Written exercise: Filter the entries and copy each line that contains the string "side".

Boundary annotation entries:
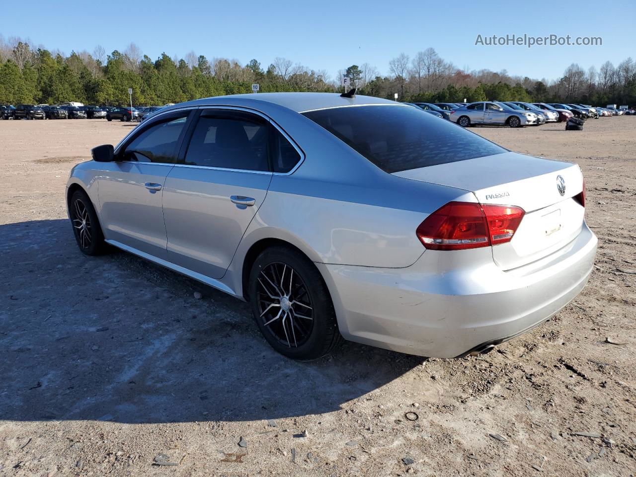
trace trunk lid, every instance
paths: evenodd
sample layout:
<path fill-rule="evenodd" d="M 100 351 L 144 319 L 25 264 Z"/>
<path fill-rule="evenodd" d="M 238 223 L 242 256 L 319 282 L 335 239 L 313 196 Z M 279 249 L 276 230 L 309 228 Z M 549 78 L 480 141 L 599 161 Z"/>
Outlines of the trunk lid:
<path fill-rule="evenodd" d="M 574 198 L 583 190 L 583 175 L 572 163 L 508 152 L 393 175 L 470 191 L 481 204 L 522 207 L 525 214 L 512 240 L 492 247 L 503 270 L 553 253 L 583 225 L 584 209 Z"/>

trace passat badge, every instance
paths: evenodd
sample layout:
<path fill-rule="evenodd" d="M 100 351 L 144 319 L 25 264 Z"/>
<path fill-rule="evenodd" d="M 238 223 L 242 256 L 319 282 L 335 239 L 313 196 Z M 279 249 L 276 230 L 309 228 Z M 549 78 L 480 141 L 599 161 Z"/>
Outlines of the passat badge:
<path fill-rule="evenodd" d="M 562 176 L 556 176 L 556 190 L 561 195 L 565 195 L 565 179 Z"/>

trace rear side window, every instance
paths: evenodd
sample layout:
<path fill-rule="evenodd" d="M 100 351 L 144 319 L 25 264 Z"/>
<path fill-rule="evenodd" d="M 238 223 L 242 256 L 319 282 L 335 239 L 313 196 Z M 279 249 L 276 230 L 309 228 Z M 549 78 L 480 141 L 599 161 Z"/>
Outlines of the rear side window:
<path fill-rule="evenodd" d="M 204 113 L 192 133 L 185 163 L 268 171 L 268 131 L 269 124 L 259 118 Z"/>
<path fill-rule="evenodd" d="M 389 173 L 508 152 L 414 107 L 343 107 L 303 114 Z"/>

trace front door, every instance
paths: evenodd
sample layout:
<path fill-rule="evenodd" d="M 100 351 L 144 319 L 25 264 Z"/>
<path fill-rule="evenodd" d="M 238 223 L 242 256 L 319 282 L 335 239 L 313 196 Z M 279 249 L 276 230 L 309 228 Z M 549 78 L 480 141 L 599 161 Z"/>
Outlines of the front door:
<path fill-rule="evenodd" d="M 158 118 L 127 141 L 114 162 L 102 163 L 97 190 L 107 240 L 166 258 L 163 188 L 176 162 L 189 113 Z"/>

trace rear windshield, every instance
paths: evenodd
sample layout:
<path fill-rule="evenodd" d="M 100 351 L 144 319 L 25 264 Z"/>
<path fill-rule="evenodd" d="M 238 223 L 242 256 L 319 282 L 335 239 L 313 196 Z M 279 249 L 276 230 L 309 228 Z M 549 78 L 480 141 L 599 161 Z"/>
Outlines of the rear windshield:
<path fill-rule="evenodd" d="M 415 107 L 353 106 L 303 114 L 389 174 L 507 152 Z"/>

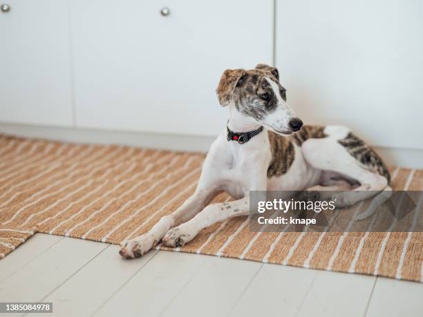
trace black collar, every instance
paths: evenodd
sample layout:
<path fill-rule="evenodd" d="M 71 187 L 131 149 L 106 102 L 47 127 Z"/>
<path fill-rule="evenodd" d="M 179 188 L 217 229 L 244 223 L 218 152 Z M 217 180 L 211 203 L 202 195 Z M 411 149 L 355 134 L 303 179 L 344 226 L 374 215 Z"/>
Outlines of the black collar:
<path fill-rule="evenodd" d="M 237 133 L 229 130 L 227 125 L 226 126 L 227 129 L 227 140 L 228 141 L 238 141 L 238 143 L 242 144 L 247 143 L 250 140 L 259 134 L 263 131 L 263 126 L 261 126 L 258 129 L 253 130 L 252 131 Z"/>

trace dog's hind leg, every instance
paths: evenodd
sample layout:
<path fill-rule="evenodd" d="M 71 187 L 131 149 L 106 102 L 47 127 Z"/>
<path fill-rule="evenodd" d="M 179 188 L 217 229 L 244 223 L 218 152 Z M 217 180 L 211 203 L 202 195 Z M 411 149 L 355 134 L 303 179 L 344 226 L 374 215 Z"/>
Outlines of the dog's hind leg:
<path fill-rule="evenodd" d="M 338 173 L 354 180 L 359 186 L 352 190 L 335 194 L 339 207 L 352 206 L 375 196 L 388 186 L 386 177 L 366 169 L 346 149 L 332 138 L 310 139 L 303 144 L 303 153 L 314 168 Z"/>
<path fill-rule="evenodd" d="M 141 256 L 155 247 L 166 233 L 175 226 L 189 220 L 201 211 L 219 191 L 216 189 L 200 186 L 178 209 L 160 218 L 146 233 L 124 241 L 120 254 L 125 258 Z"/>

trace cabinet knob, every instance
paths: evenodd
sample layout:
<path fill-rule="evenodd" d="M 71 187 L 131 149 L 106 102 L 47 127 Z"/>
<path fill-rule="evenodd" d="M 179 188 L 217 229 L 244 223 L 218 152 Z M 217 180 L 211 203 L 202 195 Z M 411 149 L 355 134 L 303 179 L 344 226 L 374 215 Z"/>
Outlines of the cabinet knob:
<path fill-rule="evenodd" d="M 1 5 L 1 11 L 3 12 L 8 12 L 10 11 L 10 6 L 8 4 L 2 4 Z"/>
<path fill-rule="evenodd" d="M 164 7 L 160 10 L 160 13 L 163 17 L 167 17 L 169 15 L 170 15 L 170 10 L 169 10 L 169 8 Z"/>

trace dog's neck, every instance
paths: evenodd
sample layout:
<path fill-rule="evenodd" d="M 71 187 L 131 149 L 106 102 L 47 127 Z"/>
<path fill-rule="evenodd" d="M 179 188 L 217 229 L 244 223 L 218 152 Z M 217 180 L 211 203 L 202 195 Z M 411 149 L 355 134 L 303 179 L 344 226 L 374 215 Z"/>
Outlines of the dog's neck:
<path fill-rule="evenodd" d="M 234 107 L 234 106 L 231 105 L 229 109 L 229 113 L 227 127 L 231 131 L 240 133 L 252 131 L 261 126 L 260 124 L 254 122 L 252 119 L 241 113 L 235 109 Z"/>

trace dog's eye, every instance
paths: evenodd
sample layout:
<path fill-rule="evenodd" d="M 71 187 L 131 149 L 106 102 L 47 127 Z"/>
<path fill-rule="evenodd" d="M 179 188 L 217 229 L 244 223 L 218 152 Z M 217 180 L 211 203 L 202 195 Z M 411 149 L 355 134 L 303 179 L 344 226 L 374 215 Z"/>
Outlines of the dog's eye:
<path fill-rule="evenodd" d="M 263 100 L 269 100 L 269 94 L 267 93 L 262 93 L 260 95 L 260 99 Z"/>

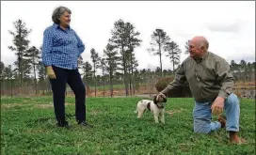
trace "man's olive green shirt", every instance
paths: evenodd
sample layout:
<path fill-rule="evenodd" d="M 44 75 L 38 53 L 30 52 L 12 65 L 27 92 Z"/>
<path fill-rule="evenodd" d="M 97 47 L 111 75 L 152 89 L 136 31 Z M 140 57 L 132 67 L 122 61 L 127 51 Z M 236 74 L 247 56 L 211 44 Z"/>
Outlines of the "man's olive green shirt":
<path fill-rule="evenodd" d="M 234 87 L 229 63 L 211 52 L 197 60 L 187 57 L 178 70 L 175 79 L 161 92 L 167 95 L 170 89 L 183 85 L 185 81 L 189 84 L 195 101 L 199 102 L 214 101 L 216 97 L 226 99 Z"/>

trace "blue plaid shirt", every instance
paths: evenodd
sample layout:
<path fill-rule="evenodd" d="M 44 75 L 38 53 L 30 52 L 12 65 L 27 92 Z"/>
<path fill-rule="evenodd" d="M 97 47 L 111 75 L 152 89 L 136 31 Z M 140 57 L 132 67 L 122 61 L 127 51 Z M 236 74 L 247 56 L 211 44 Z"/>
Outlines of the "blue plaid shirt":
<path fill-rule="evenodd" d="M 42 63 L 44 66 L 56 66 L 62 69 L 77 69 L 78 56 L 85 45 L 70 27 L 63 30 L 54 23 L 43 32 Z"/>

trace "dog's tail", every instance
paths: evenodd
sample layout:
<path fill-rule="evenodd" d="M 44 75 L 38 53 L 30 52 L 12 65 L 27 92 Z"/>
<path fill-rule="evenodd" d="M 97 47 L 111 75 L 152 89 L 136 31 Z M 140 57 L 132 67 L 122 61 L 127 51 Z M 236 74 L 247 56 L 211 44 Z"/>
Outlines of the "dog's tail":
<path fill-rule="evenodd" d="M 136 111 L 134 111 L 135 113 L 137 113 L 137 108 L 136 108 Z"/>

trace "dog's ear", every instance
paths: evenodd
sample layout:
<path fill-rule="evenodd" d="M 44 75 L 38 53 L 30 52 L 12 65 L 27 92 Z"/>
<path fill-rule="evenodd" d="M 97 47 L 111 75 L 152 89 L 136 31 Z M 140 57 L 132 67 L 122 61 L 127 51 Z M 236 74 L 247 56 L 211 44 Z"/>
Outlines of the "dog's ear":
<path fill-rule="evenodd" d="M 156 101 L 156 96 L 153 96 L 153 100 L 152 100 L 152 101 L 153 101 L 153 103 L 157 103 L 157 101 Z"/>

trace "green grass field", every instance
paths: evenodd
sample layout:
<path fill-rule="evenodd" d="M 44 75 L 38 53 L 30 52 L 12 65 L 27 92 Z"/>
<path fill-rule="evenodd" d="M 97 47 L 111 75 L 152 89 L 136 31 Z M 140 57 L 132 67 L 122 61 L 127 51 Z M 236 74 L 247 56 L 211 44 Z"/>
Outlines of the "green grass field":
<path fill-rule="evenodd" d="M 247 144 L 232 145 L 224 129 L 210 134 L 193 132 L 193 100 L 168 99 L 166 124 L 152 115 L 136 118 L 140 98 L 87 99 L 88 121 L 79 127 L 74 98 L 66 99 L 66 114 L 72 128 L 56 126 L 52 98 L 1 99 L 1 155 L 254 155 L 255 101 L 241 100 L 241 132 Z M 173 113 L 169 115 L 168 112 Z M 216 119 L 216 116 L 214 116 Z"/>

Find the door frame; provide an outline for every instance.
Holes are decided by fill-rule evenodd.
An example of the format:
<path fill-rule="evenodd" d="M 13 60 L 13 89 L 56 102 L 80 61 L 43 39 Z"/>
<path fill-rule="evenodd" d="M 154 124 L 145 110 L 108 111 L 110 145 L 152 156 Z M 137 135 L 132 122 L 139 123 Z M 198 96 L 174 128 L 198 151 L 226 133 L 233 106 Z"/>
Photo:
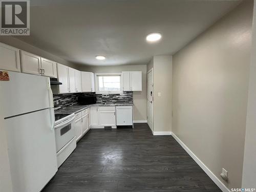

Answer below:
trace rear side window, every instance
Outlines of the rear side window:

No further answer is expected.